Start of Source records

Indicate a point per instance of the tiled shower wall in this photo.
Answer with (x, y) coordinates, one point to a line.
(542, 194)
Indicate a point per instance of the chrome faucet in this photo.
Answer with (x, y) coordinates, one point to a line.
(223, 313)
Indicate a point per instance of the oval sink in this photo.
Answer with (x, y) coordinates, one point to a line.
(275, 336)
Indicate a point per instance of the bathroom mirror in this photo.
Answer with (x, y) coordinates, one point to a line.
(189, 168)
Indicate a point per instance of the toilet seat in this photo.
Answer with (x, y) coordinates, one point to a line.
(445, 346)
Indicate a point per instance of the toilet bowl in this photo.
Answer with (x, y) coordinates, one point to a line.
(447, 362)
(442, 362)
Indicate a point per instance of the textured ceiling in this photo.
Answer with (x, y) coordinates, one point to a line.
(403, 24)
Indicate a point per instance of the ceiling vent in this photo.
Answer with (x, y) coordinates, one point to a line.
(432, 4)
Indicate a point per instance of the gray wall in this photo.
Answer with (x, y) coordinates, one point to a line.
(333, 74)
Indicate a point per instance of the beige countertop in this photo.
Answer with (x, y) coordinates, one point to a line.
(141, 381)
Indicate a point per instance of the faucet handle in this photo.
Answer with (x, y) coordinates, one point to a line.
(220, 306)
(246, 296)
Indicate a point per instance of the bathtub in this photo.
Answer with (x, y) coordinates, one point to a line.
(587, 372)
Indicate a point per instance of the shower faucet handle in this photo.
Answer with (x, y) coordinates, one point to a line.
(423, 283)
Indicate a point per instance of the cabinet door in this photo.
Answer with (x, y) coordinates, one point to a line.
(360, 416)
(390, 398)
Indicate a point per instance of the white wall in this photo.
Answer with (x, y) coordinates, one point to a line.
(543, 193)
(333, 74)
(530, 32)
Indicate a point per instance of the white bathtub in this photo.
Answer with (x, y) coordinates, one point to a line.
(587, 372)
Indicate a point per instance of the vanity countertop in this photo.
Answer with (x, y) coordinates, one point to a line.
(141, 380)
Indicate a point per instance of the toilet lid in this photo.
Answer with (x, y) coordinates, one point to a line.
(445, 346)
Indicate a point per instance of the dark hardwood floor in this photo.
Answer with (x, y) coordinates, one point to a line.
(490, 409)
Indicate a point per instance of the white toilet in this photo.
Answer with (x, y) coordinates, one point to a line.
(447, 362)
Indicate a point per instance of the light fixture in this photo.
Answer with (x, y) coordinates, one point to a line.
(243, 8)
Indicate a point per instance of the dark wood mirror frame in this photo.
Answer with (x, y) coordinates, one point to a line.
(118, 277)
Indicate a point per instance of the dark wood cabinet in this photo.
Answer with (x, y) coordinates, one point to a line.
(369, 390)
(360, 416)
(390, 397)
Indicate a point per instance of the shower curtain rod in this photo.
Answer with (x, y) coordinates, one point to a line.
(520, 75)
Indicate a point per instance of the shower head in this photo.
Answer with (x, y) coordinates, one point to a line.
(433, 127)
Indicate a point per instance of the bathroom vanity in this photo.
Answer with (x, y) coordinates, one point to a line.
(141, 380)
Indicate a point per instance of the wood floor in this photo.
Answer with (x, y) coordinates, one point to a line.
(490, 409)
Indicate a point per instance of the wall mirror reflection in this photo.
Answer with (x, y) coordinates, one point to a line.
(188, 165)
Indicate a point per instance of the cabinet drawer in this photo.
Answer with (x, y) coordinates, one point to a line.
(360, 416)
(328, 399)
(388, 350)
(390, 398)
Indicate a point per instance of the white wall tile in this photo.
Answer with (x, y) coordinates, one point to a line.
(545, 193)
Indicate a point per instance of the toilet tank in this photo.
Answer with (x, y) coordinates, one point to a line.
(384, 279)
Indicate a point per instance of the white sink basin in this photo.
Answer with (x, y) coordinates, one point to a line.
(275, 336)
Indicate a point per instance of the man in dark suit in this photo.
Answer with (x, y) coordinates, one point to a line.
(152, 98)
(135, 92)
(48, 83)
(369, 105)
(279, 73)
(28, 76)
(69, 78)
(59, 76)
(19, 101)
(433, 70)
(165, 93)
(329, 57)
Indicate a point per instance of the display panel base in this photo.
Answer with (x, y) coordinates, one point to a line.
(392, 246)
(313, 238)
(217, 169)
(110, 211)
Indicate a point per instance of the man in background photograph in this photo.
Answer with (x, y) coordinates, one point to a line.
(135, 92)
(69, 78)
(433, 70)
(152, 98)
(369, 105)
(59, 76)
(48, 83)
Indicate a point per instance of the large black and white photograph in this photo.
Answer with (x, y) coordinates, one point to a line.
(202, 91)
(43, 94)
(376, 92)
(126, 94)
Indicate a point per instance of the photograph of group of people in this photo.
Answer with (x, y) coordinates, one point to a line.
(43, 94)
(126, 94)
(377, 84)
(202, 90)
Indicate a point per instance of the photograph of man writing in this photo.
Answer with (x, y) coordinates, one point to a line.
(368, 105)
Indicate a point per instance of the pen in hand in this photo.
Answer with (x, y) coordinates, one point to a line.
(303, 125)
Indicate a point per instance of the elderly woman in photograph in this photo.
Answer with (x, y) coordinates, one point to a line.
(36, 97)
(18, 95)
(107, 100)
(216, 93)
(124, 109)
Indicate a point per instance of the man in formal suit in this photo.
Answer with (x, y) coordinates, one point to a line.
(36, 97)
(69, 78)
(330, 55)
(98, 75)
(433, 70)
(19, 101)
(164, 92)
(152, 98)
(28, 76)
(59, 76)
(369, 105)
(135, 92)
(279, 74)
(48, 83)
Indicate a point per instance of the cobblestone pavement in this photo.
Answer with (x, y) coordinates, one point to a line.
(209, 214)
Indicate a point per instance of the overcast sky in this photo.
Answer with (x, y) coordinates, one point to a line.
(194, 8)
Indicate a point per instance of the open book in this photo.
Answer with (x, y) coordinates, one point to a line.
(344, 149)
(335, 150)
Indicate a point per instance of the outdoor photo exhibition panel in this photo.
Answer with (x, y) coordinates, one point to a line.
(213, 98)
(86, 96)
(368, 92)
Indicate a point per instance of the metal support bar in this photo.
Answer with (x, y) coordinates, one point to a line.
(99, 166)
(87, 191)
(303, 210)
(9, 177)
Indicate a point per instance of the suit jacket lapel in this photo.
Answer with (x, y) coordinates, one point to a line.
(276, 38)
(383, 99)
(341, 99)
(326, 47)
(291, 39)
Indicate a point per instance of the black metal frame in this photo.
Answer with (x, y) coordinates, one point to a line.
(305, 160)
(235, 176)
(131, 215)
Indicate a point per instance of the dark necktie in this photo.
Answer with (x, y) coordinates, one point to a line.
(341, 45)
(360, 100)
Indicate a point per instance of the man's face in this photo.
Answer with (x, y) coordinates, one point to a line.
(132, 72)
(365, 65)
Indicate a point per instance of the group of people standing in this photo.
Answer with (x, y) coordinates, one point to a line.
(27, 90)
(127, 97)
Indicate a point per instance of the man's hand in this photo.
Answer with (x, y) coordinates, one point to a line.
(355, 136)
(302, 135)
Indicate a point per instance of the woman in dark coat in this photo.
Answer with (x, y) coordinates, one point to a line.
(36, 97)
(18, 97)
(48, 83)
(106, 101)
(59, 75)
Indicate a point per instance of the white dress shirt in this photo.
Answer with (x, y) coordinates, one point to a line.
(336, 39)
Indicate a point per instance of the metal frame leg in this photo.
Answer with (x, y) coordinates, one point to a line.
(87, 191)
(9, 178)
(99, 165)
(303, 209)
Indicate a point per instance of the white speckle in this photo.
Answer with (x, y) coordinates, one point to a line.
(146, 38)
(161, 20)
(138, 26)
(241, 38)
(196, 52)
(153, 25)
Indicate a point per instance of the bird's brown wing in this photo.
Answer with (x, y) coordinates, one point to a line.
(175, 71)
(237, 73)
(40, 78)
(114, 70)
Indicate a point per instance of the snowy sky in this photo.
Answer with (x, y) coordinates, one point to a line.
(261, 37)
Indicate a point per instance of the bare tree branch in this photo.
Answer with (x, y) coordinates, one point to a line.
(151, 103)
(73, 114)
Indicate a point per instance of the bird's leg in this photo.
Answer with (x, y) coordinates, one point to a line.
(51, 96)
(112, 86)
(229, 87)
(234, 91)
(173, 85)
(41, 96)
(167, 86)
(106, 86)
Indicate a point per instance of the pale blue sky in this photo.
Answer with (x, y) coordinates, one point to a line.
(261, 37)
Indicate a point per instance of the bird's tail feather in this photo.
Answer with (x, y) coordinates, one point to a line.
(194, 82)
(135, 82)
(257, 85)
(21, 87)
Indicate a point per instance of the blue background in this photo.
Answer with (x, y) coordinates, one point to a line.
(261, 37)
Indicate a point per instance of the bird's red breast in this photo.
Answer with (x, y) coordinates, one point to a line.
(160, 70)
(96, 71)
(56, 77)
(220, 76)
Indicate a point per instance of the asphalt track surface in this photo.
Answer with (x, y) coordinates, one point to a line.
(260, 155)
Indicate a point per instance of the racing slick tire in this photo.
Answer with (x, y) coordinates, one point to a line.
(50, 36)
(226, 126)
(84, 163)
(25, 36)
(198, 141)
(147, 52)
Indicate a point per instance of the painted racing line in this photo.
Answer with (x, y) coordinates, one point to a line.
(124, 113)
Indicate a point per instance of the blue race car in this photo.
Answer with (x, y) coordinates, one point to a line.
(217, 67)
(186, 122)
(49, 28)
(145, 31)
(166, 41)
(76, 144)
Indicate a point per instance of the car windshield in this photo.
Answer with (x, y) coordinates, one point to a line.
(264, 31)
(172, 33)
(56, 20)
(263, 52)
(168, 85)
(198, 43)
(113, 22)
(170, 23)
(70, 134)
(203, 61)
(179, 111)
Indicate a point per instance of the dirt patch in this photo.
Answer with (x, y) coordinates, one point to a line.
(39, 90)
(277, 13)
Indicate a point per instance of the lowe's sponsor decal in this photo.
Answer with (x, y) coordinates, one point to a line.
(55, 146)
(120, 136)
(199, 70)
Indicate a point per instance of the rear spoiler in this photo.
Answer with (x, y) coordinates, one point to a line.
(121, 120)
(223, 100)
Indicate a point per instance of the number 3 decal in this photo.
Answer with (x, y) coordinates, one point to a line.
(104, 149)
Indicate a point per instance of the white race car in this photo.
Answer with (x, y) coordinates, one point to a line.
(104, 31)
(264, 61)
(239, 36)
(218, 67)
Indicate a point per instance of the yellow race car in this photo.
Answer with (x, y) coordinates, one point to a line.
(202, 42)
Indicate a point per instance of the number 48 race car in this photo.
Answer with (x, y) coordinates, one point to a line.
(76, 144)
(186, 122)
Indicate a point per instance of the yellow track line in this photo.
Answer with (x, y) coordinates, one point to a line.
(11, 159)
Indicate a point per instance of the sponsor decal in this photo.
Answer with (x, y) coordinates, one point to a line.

End of Source records

Exercise goal:
The required output is each line of the entries that contains the word "frame".

Task response:
Indicate a point per instance of the dark wood mirror frame in this photo.
Indicate a point per instance of the black metal frame in this photo.
Indicate a point per instance of the metal frame leg in this photo.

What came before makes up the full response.